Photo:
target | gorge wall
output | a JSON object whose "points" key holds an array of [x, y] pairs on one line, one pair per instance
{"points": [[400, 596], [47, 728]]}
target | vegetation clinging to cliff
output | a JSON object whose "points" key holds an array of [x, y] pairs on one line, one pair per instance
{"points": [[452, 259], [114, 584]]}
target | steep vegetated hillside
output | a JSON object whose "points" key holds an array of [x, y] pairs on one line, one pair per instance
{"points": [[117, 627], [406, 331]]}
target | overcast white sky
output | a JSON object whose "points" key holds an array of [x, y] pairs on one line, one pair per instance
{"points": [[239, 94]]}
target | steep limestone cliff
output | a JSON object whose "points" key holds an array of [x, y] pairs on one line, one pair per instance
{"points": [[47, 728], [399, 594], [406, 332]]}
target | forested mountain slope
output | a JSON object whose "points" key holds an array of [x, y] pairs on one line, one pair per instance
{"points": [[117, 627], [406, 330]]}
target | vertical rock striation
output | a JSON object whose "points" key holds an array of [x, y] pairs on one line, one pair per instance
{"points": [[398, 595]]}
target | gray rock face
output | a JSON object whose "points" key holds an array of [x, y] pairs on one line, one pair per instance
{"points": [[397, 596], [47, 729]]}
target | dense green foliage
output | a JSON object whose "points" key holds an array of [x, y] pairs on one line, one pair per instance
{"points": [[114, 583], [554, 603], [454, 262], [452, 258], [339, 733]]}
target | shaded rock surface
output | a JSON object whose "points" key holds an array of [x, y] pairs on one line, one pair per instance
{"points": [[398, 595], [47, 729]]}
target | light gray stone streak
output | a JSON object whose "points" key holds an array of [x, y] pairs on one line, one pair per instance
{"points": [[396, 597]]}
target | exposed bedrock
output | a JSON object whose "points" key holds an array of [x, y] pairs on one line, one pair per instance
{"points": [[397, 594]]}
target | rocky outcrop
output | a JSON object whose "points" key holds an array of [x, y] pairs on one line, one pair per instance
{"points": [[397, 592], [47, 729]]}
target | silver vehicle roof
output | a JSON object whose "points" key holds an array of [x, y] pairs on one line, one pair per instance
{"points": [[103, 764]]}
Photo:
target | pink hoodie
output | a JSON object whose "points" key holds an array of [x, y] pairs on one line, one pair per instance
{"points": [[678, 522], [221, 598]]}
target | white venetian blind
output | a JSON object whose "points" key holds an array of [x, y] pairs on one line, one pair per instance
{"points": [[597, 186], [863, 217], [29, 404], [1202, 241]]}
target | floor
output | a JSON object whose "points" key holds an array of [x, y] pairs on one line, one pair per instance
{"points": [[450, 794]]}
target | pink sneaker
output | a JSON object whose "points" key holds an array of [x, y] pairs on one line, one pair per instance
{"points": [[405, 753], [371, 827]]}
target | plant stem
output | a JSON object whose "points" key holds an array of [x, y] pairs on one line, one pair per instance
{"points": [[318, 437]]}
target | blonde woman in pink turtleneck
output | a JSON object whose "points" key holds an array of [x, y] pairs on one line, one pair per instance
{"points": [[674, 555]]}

__WORK REQUIRED__: Please output the complete data exactly.

__FINISHED EXERCISE__:
Photo:
target | gorge wall
output | a JSON object whose "points" key holds an array of [x, y] pairs on one line, one pair per instance
{"points": [[400, 596], [47, 728]]}
target | vegetation clinging to cliff
output | a JSON object whose "points" key holds an array of [x, y] pairs on one line, one pair per instance
{"points": [[452, 259], [114, 584]]}
target | steep vegetated hillside
output | a JSON object whose "points" key holds an array of [x, y] pairs on one line, one pair per instance
{"points": [[117, 627], [406, 331]]}
target | overcast white sky
output | a JSON object whose "points" key holds an array of [x, y] pairs on one line, one pair per instance
{"points": [[239, 94]]}
target | steep limestone cliff
output | a JSON object whose "points" key holds an array of [x, y] pairs on one line, one pair per instance
{"points": [[47, 728], [399, 594], [406, 332]]}
target | forested mountain slope
output | a JSON object whose "points" key holds an array of [x, y] pairs on one line, one pair per instance
{"points": [[117, 627], [406, 330]]}
target | vertical rock striation
output | a JSON object whose "points" key holds an array of [x, y] pairs on one line, one pair per instance
{"points": [[398, 595]]}
target | gray rock face
output | a JSON object whose "points" key holds an array of [x, y] pairs on one line, one pair per instance
{"points": [[397, 596], [47, 729]]}
target | dense green foliage
output | a JSON object whose "points" key holds an array of [x, y] pairs on one line, one pair per instance
{"points": [[114, 583], [554, 603], [454, 262], [452, 258], [339, 733]]}
target | shaded rock surface
output | a JSON object whose "points" key holds an array of [x, y] pairs on one line, one pair per instance
{"points": [[398, 595], [47, 729]]}
target | light gray stone streak
output | a JSON object whose "points" key holds an array of [x, y] pairs on one line, one pair per instance
{"points": [[396, 597]]}
target | exposed bedrock
output | a JSON object whose "points" key holds an array of [x, y] pairs on one line, one pair per instance
{"points": [[397, 594]]}
target | rocky outcrop
output | a JSON object whose "points" key holds an array of [x, y] pairs on one line, one pair per instance
{"points": [[397, 592], [47, 729]]}
target | silver vehicle roof
output | a JSON object whose "points" key holds an array of [x, y] pairs on one line, one pair per instance
{"points": [[103, 764]]}
Photo:
target | pink hoodie
output | a JSON object whose "points" key holds an array of [x, y] pairs on one line, one pair per instance
{"points": [[678, 522], [221, 598]]}
target | white venetian blind
output | a JSON object whose "points" key holds an array of [x, y] pairs on one line, one pair per instance
{"points": [[597, 186], [863, 217], [29, 404], [1202, 241]]}
target | floor
output | a JSON object whose "points" key holds an array of [x, y] pairs on one line, one pair per instance
{"points": [[450, 794]]}
target | pink sneaker
output | a JSON object whose "points" key holds an array of [x, y] pairs on one line, one pair per instance
{"points": [[405, 753], [371, 827]]}
target | plant stem
output | a JSON object whose "points" key holds an array of [x, y] pairs on one line, one pair per instance
{"points": [[318, 437]]}
target | blonde woman in pink turtleneck
output | a JSON object whose "points" key holds an array of [x, y] pairs on one line, one pair per instance
{"points": [[674, 555]]}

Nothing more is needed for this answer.